*** Opening of Page excerpt ***

Expanded polystyrene (or “Styrofoam”) is an excellent insulator. That’s why it’s a popular material for insulating buildings—and why those cheap little cups of deli coffee still burn your tongue after 30 minutes. But its environmental record leaves something to be desired. It’s nonbiodegradable, harmful to animals who accidentally eat it and made from potential carcinogens.
Researchers at the University of Maryland have developed a super-lightweight insulating material they say could prove to be a better, more eco-friendly alternative. The material, made from tiny wood fibers, is called nanowood. It blocks heat at least 10 degrees better than Styrofoam or silica aerogel, a common insulator, and it can take at least 30 times more pressure than Styrofoam or silica aerogel before being crushed.
Working in the lab of materials scientist Liangbing Hu, postdoctoral researcher Tian Li is the lead author on the study, published in the journal Science Advances.
“To the best of our knowledge, the strength of our nanowood represents the highest value among available super insulating materials,” wrote the study authors.
Hu and his team had been working on nanocellulose, the nano-sized versions of the fibrous material that makes plants and trees rigid. Nanocellulose has an impressive strength-to-weight ratio, about eight times greater than that of steel.
For the nanowood, the team removed the lignin, the polymer that holds the cellulose of wood together. Removing the lignin, a heat conductor, gave the resulting product powerful insulating capabilities. It also turned the product white, which means it reflects light.

*** Close of Page excerpt ***
*** Opening of Supplied data ***

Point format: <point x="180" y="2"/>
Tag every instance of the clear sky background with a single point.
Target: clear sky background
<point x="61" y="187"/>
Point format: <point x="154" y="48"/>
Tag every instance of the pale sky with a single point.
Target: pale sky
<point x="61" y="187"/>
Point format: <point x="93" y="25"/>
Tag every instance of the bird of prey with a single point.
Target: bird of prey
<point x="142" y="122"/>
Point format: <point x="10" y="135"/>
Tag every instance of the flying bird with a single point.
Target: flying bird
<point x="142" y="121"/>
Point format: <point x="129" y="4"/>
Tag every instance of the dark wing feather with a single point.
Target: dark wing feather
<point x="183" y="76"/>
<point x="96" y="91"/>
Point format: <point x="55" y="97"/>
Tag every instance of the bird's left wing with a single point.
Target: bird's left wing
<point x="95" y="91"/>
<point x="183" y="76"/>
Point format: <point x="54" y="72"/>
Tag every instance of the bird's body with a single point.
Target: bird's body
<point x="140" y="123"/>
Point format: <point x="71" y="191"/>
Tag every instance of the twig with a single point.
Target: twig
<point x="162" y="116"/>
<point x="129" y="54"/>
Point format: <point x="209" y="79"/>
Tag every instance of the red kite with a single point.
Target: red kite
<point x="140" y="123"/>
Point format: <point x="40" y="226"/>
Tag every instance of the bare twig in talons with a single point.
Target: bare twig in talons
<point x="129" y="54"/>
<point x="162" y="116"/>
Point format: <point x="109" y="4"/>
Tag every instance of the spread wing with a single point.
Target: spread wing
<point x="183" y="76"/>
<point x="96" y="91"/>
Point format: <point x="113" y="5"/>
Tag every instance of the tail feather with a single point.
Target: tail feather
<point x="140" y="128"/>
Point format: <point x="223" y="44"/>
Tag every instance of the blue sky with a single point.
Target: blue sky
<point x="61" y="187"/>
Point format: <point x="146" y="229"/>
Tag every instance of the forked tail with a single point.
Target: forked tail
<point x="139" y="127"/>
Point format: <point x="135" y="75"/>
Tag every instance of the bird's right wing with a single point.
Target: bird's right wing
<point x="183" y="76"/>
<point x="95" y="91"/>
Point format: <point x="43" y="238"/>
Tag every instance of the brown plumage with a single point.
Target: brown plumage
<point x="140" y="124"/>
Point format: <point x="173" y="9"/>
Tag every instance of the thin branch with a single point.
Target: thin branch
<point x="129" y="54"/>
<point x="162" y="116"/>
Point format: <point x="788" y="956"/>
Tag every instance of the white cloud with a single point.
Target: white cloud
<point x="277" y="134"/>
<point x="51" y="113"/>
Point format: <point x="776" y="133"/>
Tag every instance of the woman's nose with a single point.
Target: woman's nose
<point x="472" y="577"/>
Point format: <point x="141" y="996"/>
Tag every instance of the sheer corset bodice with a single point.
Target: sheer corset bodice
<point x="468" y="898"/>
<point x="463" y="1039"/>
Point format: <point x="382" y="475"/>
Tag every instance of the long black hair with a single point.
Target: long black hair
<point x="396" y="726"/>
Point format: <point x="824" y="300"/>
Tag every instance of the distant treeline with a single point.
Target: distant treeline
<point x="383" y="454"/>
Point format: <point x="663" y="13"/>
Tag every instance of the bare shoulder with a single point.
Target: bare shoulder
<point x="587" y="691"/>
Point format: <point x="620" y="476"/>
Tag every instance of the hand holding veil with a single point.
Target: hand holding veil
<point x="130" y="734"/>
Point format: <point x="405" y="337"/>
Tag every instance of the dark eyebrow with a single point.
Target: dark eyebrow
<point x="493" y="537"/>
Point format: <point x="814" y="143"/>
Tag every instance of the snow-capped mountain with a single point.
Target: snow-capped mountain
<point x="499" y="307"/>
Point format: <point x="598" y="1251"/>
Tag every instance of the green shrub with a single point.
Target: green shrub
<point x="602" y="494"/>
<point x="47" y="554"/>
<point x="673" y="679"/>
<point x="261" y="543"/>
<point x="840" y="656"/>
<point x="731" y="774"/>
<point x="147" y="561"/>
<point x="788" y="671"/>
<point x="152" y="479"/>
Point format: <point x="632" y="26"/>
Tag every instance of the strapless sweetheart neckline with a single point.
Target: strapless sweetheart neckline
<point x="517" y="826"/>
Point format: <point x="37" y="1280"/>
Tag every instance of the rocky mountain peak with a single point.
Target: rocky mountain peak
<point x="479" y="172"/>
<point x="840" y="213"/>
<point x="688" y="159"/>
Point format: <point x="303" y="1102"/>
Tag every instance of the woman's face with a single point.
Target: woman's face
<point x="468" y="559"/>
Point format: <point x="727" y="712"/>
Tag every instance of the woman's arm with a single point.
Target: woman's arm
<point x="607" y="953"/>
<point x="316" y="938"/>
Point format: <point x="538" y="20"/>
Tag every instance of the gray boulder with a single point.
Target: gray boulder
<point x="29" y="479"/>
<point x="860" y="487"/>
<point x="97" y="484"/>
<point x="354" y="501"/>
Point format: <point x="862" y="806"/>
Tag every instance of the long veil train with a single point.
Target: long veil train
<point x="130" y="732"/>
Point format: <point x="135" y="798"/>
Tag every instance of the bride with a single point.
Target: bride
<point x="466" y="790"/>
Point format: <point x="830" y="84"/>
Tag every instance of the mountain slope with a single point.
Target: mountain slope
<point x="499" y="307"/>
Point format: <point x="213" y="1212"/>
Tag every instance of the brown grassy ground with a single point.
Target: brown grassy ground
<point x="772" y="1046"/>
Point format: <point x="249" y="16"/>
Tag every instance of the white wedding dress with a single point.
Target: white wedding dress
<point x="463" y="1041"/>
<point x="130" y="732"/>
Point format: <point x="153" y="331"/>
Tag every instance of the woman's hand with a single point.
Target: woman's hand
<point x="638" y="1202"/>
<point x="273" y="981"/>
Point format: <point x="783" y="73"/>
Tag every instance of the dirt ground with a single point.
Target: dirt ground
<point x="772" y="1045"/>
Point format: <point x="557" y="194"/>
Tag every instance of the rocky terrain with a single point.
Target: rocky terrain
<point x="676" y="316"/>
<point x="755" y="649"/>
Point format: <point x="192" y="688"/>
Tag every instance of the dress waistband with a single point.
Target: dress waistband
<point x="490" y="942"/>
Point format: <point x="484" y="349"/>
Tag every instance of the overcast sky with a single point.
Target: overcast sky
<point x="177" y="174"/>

*** Close of Supplied data ***

◆ Exercise requirements:
A - According to the nanowood article, what did the team remove from wood to make nanowood?
B - Does each statement agree with the nanowood article? (i) Nanowood can take at least 30 times more pressure than Styrofoam before being crushed. (ii) Nanocellulose has a strength-to-weight ratio about ten times greater than that of steel. (iii) Removing the lignin made the product white.

◆ Your written answers:
A - The lignin, the polymer that holds the cellulose of wood together.

B -
(i) Yes: "it can take at least 30 times more pressure than Styrofoam or silica aerogel before being crushed."
(ii) No: "about eight times greater than that of steel."
(iii) Yes: "It also turned the product white, which means it reflects light."